- [Task inputs]:
────────

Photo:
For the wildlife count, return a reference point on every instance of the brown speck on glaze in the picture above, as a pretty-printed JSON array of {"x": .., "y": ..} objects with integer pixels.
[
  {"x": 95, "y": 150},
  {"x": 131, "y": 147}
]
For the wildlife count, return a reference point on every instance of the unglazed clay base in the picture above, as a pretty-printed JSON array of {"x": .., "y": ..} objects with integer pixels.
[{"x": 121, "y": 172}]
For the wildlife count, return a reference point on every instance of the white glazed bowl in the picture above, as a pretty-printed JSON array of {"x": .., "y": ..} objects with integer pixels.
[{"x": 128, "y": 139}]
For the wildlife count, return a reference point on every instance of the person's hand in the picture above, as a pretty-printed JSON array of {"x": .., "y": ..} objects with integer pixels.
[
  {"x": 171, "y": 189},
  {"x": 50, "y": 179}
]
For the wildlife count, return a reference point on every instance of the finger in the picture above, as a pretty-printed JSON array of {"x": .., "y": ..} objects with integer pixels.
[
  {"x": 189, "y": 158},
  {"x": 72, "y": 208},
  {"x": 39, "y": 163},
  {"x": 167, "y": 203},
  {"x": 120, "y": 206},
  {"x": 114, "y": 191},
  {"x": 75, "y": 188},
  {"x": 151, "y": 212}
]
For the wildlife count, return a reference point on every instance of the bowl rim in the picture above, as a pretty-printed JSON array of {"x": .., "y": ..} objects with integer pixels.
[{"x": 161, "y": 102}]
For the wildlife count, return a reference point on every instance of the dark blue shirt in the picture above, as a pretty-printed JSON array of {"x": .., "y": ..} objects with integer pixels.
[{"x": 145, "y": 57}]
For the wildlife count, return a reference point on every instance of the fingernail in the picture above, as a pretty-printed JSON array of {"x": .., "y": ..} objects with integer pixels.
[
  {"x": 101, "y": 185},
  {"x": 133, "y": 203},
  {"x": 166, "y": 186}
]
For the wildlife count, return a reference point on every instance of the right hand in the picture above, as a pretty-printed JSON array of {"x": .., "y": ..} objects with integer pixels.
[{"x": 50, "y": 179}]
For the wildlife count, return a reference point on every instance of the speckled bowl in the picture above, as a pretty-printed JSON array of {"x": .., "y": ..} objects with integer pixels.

────────

- [Directive]: Type out the full listing again, exactly as given.

- [Solution for this exercise]:
Photo:
For the wildlife count, return a reference point on every instance of the brown speck on glaze in the picture above, as a pretty-printed JSON array of {"x": .., "y": ..} objects with integer pixels.
[
  {"x": 95, "y": 150},
  {"x": 131, "y": 147}
]
For the wildlife count, return a reference point on every instance of the unglazed clay base in the picture above, as a pretty-printed JSON array of {"x": .., "y": ..} objects with integer pixels.
[{"x": 121, "y": 172}]
For the wildlife count, return a reference point on every instance of the white glazed bowl in the picture above, as a pretty-printed JSON array of {"x": .., "y": ..} objects with integer pixels.
[{"x": 128, "y": 139}]
For the wildlife count, return a reference point on every instance of the person's hand in the picture above, as a pretty-printed JSON array of {"x": .., "y": ..} objects with integer pixels.
[
  {"x": 171, "y": 189},
  {"x": 50, "y": 179}
]
For the wildlife count, return a reference point on every instance of the finger in the picture above, as a pretty-printed JSON array of {"x": .., "y": ..} objects with integer pixels.
[
  {"x": 189, "y": 158},
  {"x": 72, "y": 208},
  {"x": 39, "y": 163},
  {"x": 167, "y": 203},
  {"x": 120, "y": 206},
  {"x": 114, "y": 191},
  {"x": 75, "y": 188},
  {"x": 151, "y": 212}
]
For the wildlife count, return a reference point on every instance of the bowl rim in the picture above, as a pretty-printed JSON array of {"x": .., "y": ..} objects with integer pixels.
[{"x": 161, "y": 102}]
For the wildlife count, return a reference point on every instance of the dark blue shirt in the picture above, as a pretty-printed JSON array of {"x": .., "y": ..} objects with integer pixels.
[{"x": 145, "y": 57}]
For the wildlife count, return a reference point on every instance of the fingernail in the picture above, as a pretty-printed JSON array of {"x": .., "y": ..} objects with integer pixels.
[
  {"x": 101, "y": 185},
  {"x": 133, "y": 203},
  {"x": 166, "y": 186}
]
For the wildlife count, return a reference point on every instance of the right hand in the picture above, as a pretty-printed JSON array of {"x": .., "y": ..} objects with integer pixels.
[{"x": 50, "y": 179}]
For the wildlife count, return a reference point on every instance of the speckled bowl in the picture above, as a pretty-printed JSON array of {"x": .., "y": ..} objects with integer pixels.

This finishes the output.